DATA EXTRACTS =
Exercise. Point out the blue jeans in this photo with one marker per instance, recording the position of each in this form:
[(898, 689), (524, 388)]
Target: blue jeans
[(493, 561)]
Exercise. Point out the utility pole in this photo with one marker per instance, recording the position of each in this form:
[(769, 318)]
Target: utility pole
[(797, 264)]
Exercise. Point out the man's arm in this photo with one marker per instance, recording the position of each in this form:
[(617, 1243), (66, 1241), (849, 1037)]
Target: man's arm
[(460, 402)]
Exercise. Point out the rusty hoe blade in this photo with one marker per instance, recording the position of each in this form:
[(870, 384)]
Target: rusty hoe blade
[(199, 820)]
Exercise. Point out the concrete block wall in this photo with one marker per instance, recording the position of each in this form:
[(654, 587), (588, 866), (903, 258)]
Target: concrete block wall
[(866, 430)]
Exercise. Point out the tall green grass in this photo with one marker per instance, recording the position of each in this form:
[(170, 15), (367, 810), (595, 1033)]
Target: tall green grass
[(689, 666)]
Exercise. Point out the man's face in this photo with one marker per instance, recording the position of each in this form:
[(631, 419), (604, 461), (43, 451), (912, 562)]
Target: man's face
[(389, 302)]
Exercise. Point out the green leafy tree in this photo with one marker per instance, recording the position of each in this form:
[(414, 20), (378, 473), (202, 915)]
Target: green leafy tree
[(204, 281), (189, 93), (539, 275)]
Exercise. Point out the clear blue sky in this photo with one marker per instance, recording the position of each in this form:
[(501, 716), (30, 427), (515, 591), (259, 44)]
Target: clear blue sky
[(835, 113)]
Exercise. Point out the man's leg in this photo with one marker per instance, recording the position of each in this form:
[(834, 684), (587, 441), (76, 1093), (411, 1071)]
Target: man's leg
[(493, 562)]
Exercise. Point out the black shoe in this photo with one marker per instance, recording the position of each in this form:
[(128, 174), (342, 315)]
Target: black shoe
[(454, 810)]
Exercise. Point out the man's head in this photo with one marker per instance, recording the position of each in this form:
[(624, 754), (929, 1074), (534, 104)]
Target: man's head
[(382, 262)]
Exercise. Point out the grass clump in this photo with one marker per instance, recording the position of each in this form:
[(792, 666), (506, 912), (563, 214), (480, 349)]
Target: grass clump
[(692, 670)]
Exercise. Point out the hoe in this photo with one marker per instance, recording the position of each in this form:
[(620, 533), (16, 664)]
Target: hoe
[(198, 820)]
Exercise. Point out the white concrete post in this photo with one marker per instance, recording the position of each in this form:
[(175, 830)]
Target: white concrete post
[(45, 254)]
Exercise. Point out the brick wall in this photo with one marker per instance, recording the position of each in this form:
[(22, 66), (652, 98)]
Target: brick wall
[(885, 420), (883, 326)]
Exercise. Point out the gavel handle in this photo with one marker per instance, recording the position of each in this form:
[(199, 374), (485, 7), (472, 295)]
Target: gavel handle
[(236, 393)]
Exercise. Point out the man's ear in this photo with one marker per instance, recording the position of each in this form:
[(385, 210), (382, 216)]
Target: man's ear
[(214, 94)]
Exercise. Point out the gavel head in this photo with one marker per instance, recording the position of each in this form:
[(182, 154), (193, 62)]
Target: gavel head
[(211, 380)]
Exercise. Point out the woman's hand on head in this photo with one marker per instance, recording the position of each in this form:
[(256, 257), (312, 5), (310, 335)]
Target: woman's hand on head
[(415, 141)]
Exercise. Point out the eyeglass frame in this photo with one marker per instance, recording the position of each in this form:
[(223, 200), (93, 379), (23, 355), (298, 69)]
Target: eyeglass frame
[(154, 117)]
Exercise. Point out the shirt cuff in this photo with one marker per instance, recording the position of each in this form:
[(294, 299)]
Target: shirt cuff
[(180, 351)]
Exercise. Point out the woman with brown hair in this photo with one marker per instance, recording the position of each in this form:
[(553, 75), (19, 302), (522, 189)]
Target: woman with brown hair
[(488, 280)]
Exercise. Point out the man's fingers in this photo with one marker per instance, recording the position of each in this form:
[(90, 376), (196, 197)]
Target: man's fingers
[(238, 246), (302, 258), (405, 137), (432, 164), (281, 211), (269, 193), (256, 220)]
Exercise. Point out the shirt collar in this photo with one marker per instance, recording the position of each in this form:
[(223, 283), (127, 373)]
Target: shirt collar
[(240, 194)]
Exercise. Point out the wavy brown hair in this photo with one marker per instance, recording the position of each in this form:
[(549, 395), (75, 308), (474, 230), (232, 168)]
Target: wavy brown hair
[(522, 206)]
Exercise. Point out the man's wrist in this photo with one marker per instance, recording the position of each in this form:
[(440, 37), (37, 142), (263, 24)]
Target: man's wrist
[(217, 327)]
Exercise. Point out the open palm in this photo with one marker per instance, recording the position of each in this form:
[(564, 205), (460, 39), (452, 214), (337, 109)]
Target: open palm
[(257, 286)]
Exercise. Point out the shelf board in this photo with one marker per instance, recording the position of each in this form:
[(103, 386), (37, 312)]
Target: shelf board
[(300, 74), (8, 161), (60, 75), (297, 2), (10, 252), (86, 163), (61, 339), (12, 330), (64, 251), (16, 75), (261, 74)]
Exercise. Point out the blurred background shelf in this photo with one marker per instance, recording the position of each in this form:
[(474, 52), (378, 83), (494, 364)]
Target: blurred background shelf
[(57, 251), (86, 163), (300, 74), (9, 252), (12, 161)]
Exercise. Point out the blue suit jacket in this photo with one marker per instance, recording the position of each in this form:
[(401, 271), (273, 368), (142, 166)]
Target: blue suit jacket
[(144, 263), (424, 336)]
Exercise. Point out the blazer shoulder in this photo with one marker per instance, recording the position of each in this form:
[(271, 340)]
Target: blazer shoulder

PROMPT =
The lines to return are those in the entries above that include "blazer".

REPLY TO THE EXERCISE =
Exercise. Point out the blazer shoulder in this photo with one marker per instance, recording the position of each in this form:
Target: blazer shoulder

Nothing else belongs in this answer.